• [Goal of the exercise]
Print all of the material below line for line, with no alterations of any kind.

• [Data section]
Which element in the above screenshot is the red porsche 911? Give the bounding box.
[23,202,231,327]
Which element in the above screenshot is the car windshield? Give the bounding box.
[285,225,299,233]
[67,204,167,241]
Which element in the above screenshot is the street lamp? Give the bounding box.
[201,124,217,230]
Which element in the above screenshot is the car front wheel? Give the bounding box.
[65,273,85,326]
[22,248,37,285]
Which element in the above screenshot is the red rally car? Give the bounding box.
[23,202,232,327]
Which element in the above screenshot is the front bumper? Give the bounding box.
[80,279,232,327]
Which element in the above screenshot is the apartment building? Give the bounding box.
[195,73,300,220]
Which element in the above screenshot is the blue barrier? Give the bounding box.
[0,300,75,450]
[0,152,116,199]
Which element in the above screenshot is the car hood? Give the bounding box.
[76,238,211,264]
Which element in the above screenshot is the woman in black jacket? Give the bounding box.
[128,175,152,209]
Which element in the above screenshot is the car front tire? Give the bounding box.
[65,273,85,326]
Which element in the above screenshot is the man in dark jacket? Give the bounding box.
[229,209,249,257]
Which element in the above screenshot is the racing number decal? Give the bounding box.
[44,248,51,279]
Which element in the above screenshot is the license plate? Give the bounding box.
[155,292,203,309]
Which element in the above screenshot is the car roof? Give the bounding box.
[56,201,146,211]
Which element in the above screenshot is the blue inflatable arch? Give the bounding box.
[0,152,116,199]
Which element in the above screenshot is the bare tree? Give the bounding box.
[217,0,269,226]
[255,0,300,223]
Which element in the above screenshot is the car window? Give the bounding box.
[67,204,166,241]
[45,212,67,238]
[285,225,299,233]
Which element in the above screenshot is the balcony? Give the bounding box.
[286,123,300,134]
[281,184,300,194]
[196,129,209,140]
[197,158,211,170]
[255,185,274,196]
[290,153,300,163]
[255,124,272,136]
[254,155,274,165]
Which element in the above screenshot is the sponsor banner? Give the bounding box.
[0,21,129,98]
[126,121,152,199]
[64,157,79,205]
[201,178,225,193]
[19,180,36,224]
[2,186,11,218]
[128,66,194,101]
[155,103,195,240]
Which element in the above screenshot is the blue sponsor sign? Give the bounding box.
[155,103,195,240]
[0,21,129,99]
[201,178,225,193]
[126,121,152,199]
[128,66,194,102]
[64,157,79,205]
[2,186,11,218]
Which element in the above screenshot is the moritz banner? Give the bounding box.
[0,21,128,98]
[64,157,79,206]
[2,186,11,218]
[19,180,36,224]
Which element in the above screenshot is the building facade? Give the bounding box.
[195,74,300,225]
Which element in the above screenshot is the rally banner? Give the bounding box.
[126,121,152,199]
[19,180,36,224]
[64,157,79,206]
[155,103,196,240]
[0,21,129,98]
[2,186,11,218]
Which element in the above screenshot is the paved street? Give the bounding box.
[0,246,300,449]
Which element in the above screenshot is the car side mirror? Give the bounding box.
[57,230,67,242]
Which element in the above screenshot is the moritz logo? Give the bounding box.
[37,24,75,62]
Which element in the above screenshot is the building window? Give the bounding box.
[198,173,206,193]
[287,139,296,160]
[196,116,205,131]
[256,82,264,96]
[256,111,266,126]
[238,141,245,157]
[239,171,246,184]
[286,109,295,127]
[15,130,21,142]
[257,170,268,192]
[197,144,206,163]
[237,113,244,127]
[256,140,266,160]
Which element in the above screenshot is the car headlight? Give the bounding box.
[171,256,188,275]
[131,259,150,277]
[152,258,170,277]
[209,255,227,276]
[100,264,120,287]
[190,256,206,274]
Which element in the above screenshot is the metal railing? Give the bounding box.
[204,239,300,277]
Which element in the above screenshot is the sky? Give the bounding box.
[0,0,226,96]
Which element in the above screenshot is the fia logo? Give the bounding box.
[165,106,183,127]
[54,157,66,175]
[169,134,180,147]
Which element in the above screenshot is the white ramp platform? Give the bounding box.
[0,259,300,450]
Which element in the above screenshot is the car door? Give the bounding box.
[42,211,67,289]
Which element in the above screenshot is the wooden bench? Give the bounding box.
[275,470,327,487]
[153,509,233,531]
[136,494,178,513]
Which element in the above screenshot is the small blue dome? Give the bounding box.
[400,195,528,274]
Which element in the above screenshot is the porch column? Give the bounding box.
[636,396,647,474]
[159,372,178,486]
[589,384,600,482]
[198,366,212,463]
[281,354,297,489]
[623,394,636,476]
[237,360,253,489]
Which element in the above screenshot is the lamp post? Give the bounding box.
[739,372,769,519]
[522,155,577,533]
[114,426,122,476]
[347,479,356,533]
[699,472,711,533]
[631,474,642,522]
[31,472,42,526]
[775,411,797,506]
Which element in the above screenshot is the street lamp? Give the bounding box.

• [Solution for this task]
Which element in the above screenshot is the red porsche 911? Give the bounding box.
[23,202,231,327]
Which element in the above screenshot is the car windshield? Give the bounding box.
[285,225,299,233]
[67,204,167,241]
Which element in the above screenshot is the street lamp? Give the bounding box.
[201,124,217,230]
Which element in the above screenshot is the car front wheel? Give the bounding box.
[65,273,85,326]
[22,248,37,285]
Which element in the above screenshot is the red rally car? Give the bounding box.
[23,202,232,327]
Which element in the above screenshot is the front bumper? Give the bounding box.
[80,279,232,327]
Which element in the above screenshot is the apartment building? Give the bounding box.
[195,73,300,220]
Which element in the above screenshot is the blue barrier? Give the bounding box.
[0,300,75,450]
[0,152,116,199]
Which element in the above screenshot is the car hood? Give the bounding box.
[76,238,211,264]
Which element in the above screenshot is the woman in black jacket? Give the bounding box.
[128,175,152,209]
Which element in the above screenshot is the car front tire? Give the bounding box.
[65,273,85,326]
Which element in the above screenshot is the man in dark jacket? Give the bounding box.
[229,209,249,257]
Which element in the above screenshot is the racing number decal? Give the bounding box.
[44,248,51,279]
Which element in the above screenshot is the license plate? Give the bounding box.
[155,292,203,309]
Which element in the above screenshot is the car roof? Give the bounding box.
[56,201,146,211]
Which element in the above screenshot is the blue inflatable arch? Give the bounding box.
[0,152,116,199]
Which element in the above screenshot is the bare tree? Give the bounding box.
[217,0,269,226]
[255,0,300,223]
Which element in the above screenshot is the car window? Give the bounding box.
[67,204,166,241]
[45,212,67,238]
[285,225,299,233]
Which element in the above screenshot is the balcony? Give the bounding box.
[286,123,300,134]
[281,184,300,194]
[196,129,209,140]
[197,158,211,170]
[255,185,274,196]
[290,153,300,163]
[255,124,272,136]
[254,155,274,165]
Which element in the above screenshot is the sponsor banner? Give the bounding box.
[0,21,129,98]
[126,121,152,199]
[64,157,79,205]
[201,178,225,193]
[19,180,36,224]
[2,186,11,218]
[128,66,194,101]
[155,103,195,240]
Which element in the above screenshot is the blue sponsor sign? Give the bounding box.
[155,103,195,240]
[0,21,129,99]
[201,178,225,193]
[126,121,152,199]
[128,66,194,102]
[64,157,79,205]
[2,186,11,218]
Which element in the above screenshot is the moritz banner? Give the bounding box.
[0,21,128,98]
[64,157,79,206]
[2,186,11,218]
[19,180,36,224]
Which element in the above screenshot is the building facade? Give the bounding box.
[195,74,300,225]
Which element in the above screenshot is the rally banner? Give the bounding box.
[126,121,152,199]
[19,180,36,224]
[64,157,79,206]
[155,103,196,240]
[0,21,129,98]
[2,186,11,218]
Which element in the above screenshot is the paved street? Give the bounding box.
[0,246,300,449]
Which element in the above screenshot is the car side mirror? Give the bounding box.
[57,230,67,242]
Which element in the above screenshot is the moritz logo? Give the bounding box.
[37,24,75,62]
Which element in the above screenshot is the building window? Give the bounding box.
[198,173,206,193]
[287,139,296,160]
[196,116,205,131]
[256,82,264,96]
[256,111,266,126]
[238,141,245,157]
[239,171,246,184]
[286,109,295,127]
[15,130,21,142]
[257,170,268,192]
[197,144,206,163]
[237,113,244,127]
[256,140,266,160]
Which element in the above screenshot is the car headlight? Give the bounding box.
[171,256,188,275]
[131,259,150,277]
[152,258,170,277]
[209,255,227,276]
[100,264,120,287]
[190,256,206,274]
Which element in the above screenshot is the metal railing? Give the bounding box.
[204,239,300,277]
Which element in the above screenshot is the sky? Give the bounding box.
[0,0,226,96]
Which element in the above screenshot is the fia logo? Give the bounding box.
[165,106,183,127]
[54,157,66,175]
[169,134,180,147]
Which element in the above screenshot is the white ramp platform? Give the bounding box.
[0,259,300,450]
Which element in the above screenshot is the car door? Give the bounding box.
[42,211,67,289]
Which element in the above screenshot is the wooden bench? Give the bounding box.
[275,470,327,487]
[153,509,233,531]
[136,494,178,513]
Which element in the above screenshot is the small blue dome? Give the bounding box.
[400,195,528,274]
Which element in the above screenshot is the porch column? Give the bounding box.
[636,396,647,474]
[159,372,178,486]
[589,384,600,482]
[198,366,212,463]
[281,354,297,489]
[623,394,636,476]
[237,360,253,489]
Which element in the above screenshot is the lamp post? Give the bounding box.
[739,372,769,519]
[522,155,577,533]
[114,426,122,476]
[347,479,356,533]
[699,472,711,533]
[631,474,642,522]
[31,472,42,526]
[775,411,797,506]
Which element in the above screenshot is the street lamp? Give the bounding box.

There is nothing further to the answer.